EXERCISE INSTRUCTIONS:
Your answer should be the records below, repeated exactly as they stand.

RECORDS PROVIDED:

• • • • • • •

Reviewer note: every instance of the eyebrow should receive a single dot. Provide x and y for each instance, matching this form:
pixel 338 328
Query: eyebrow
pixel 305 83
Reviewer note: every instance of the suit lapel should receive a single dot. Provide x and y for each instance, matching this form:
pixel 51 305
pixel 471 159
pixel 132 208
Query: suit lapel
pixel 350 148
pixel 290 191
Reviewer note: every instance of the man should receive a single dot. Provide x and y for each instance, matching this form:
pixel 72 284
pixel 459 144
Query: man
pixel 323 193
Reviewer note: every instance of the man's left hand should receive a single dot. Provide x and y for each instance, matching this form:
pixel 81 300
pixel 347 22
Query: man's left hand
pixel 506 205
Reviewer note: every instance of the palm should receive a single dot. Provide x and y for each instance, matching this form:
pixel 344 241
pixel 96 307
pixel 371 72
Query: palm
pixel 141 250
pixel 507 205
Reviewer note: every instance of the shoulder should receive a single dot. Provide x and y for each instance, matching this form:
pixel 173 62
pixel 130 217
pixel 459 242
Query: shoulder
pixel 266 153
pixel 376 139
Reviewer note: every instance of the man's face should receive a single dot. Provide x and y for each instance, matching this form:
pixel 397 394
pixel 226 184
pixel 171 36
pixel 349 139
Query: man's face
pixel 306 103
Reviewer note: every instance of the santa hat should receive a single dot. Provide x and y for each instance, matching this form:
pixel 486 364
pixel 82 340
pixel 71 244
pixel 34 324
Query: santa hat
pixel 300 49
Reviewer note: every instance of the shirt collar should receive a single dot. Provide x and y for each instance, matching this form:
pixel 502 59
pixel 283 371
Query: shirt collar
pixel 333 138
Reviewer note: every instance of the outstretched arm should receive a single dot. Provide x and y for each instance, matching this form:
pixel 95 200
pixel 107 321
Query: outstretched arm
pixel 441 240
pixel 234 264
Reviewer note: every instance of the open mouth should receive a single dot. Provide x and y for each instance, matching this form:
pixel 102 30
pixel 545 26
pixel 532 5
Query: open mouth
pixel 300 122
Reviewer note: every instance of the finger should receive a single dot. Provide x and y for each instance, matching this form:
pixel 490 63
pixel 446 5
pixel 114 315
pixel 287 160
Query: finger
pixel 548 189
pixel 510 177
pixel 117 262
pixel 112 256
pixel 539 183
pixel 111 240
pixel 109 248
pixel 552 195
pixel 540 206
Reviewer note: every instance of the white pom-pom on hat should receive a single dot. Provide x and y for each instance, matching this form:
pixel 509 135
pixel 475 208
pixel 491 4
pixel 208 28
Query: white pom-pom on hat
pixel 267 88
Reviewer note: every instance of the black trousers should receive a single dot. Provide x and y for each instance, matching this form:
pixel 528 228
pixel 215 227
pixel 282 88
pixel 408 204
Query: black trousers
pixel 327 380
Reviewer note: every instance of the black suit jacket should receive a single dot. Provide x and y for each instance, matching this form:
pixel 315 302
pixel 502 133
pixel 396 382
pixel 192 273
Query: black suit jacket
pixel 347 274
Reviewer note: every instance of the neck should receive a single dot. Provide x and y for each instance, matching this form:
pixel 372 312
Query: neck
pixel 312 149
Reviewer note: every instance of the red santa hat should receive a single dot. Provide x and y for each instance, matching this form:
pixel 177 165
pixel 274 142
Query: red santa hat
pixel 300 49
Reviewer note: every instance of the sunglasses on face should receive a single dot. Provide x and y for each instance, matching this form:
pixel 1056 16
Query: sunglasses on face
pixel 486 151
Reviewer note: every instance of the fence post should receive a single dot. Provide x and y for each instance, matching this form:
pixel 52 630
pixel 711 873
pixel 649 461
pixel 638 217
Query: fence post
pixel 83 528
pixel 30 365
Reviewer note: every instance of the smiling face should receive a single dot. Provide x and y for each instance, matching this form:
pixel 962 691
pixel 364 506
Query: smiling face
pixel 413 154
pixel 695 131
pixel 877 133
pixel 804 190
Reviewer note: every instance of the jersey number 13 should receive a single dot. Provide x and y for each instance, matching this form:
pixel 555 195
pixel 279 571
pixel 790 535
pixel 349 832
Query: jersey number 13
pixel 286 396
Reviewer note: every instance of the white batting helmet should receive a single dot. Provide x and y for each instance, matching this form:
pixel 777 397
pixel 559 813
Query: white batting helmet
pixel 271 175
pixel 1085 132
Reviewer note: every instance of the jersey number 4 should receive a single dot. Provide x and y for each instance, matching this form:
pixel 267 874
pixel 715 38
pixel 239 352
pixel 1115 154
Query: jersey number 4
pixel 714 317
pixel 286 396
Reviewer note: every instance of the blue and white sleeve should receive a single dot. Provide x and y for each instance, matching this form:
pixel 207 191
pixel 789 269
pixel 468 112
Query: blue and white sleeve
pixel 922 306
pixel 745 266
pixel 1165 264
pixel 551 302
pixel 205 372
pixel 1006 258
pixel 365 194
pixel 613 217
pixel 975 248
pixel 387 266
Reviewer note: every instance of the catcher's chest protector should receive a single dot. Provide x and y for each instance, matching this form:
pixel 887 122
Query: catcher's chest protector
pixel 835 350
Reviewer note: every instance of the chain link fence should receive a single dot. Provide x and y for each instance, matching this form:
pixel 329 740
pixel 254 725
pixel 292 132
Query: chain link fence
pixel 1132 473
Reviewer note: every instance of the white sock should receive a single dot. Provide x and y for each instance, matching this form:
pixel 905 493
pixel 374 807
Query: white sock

• • • • • • •

EXERCISE OUTPUT:
Reviewer note: every instance of the eyebrow should receive a single dot. Provide x and y for each instance, matching this form:
pixel 338 328
Query: eyebrow
pixel 305 83
Reviewer note: every instance of the suit lapel should receive a single dot. Provide x and y for each instance, matching this form:
pixel 51 305
pixel 471 159
pixel 132 208
Query: suit lapel
pixel 350 148
pixel 290 191
Reviewer note: every instance of the man should receive a single dot. Provide x and y for each instance, matching this form:
pixel 72 284
pixel 459 144
Query: man
pixel 323 193
Reviewer note: every instance of the man's left hand should receive a single dot. Provide x and y for each instance, matching this form:
pixel 81 300
pixel 347 22
Query: man's left hand
pixel 506 205
Reviewer note: every instance of the palm should receive a single dot. Provide x and y for each instance, matching this form:
pixel 344 241
pixel 96 307
pixel 371 72
Query: palm
pixel 141 250
pixel 507 205
Reviewer note: every instance of the shoulder should receive a single dot. Provide x and y for each instance, matching this form:
pixel 173 62
pixel 130 217
pixel 459 242
Query: shoulder
pixel 266 153
pixel 376 139
Reviewer note: every instance of the man's face should receive a single dot. Provide x and y for each instance, matching this form:
pixel 397 394
pixel 226 184
pixel 171 36
pixel 349 139
Query: man's face
pixel 306 103
Reviewer note: every instance of the santa hat should receive a single dot. Provide x and y for each instance, matching this form:
pixel 486 364
pixel 82 340
pixel 71 244
pixel 34 324
Query: santa hat
pixel 300 49
Reviewer note: every instance of the shirt collar should receive a single dot. Provide x and y for each instance, matching this form:
pixel 502 59
pixel 283 371
Query: shirt collar
pixel 333 138
Reviewer note: every instance of the outstretched arm should receive a single dot. Provide x and y for each instance, matching this form:
pixel 95 200
pixel 107 321
Query: outstretched arm
pixel 441 240
pixel 234 264
Reviewer note: every instance of the open mouth should receive a single dot. Provide x and y for each instance, matching this form:
pixel 102 30
pixel 545 26
pixel 532 5
Query: open mouth
pixel 300 122
Reviewer note: every instance of the finger should receive a single dot. Provide x and y for each instance, matching this form:
pixel 490 63
pixel 446 5
pixel 114 315
pixel 287 160
Query: finger
pixel 548 189
pixel 510 177
pixel 117 262
pixel 112 256
pixel 539 183
pixel 111 240
pixel 109 248
pixel 552 195
pixel 540 206
Reviewer note: every instance of the white pom-pom on hat should receive a single dot. Provide x and y for each instance, matching this form:
pixel 509 135
pixel 475 208
pixel 491 4
pixel 208 28
Query: white pom-pom on hat
pixel 267 88
Reviewer note: every instance of the black trousers should receive a single dot. Provide x and y for each instance, matching this form:
pixel 528 228
pixel 215 227
pixel 282 88
pixel 408 204
Query: black trousers
pixel 327 380
Reviewer note: every instance of the black suit jacket should receive a single dot. Provide x and y for each instance, matching this form:
pixel 315 302
pixel 502 133
pixel 396 382
pixel 192 273
Query: black suit jacket
pixel 347 274
Reviewer note: every instance of the neck should receive a single dot. Provide x and y for each instance, matching this form:
pixel 372 312
Query: neck
pixel 312 149
Reviewer note: every instance of the red santa hat should receive a single dot. Provide x and y for each instance, matching this form:
pixel 177 165
pixel 274 142
Query: red santa hat
pixel 300 49
Reviewer note: every instance of the sunglasses on face should receive a single dot. Provide x and y for each instance, matching this form:
pixel 1056 16
Query: sunglasses on face
pixel 486 151
Reviewer note: every instance of the fence post should receive a single dot. Provide x and y for each instance, matching this form:
pixel 52 630
pixel 711 873
pixel 649 461
pixel 638 217
Query: fence post
pixel 83 528
pixel 30 365
Reviewer note: every instance of the smiling face should receive a single dot. Provide x and y for each instance, matching this form:
pixel 962 691
pixel 364 506
Query: smiling face
pixel 413 154
pixel 695 131
pixel 877 133
pixel 804 190
Reviewer note: every instance of the jersey number 13 should receive a single dot. Provide x and y for each instance, matching this form:
pixel 555 195
pixel 279 571
pixel 790 535
pixel 349 832
Query: jersey number 13
pixel 286 396
Reviewer note: every instance of the white batting helmet should receive a single dot. Provide x and y for each instance, matching this form:
pixel 777 397
pixel 559 813
Query: white batting helmet
pixel 271 175
pixel 1085 132
Reviewer note: every instance of the jersey number 4 should receive a single dot. Provide x and y for each instance, matching this form:
pixel 267 874
pixel 715 38
pixel 239 352
pixel 1115 154
Query: jersey number 4
pixel 714 317
pixel 286 396
Reviewer note: every instance of the blue and white sleeve should receive a single dot. Provide x and y for each instance, matching this form:
pixel 207 191
pixel 789 269
pixel 468 112
Query: blue and white sleeve
pixel 922 306
pixel 745 266
pixel 1165 264
pixel 551 302
pixel 205 372
pixel 1006 258
pixel 365 194
pixel 613 217
pixel 975 248
pixel 387 266
Reviewer note: every instance of the catcher's chest protector should receive a single dot. Provide x and y for each instance, matching this form:
pixel 887 122
Query: catcher's chest protector
pixel 835 350
Reviewer note: every instance of the chain link fence should receive a single dot. Provide x and y for each instance, matching this form:
pixel 329 740
pixel 254 725
pixel 292 132
Query: chain link fence
pixel 1132 473
Reviewer note: every instance of the white sock should receive a single dot. Provide x and y for each instance, matching this form:
pixel 905 493
pixel 374 807
Query: white sock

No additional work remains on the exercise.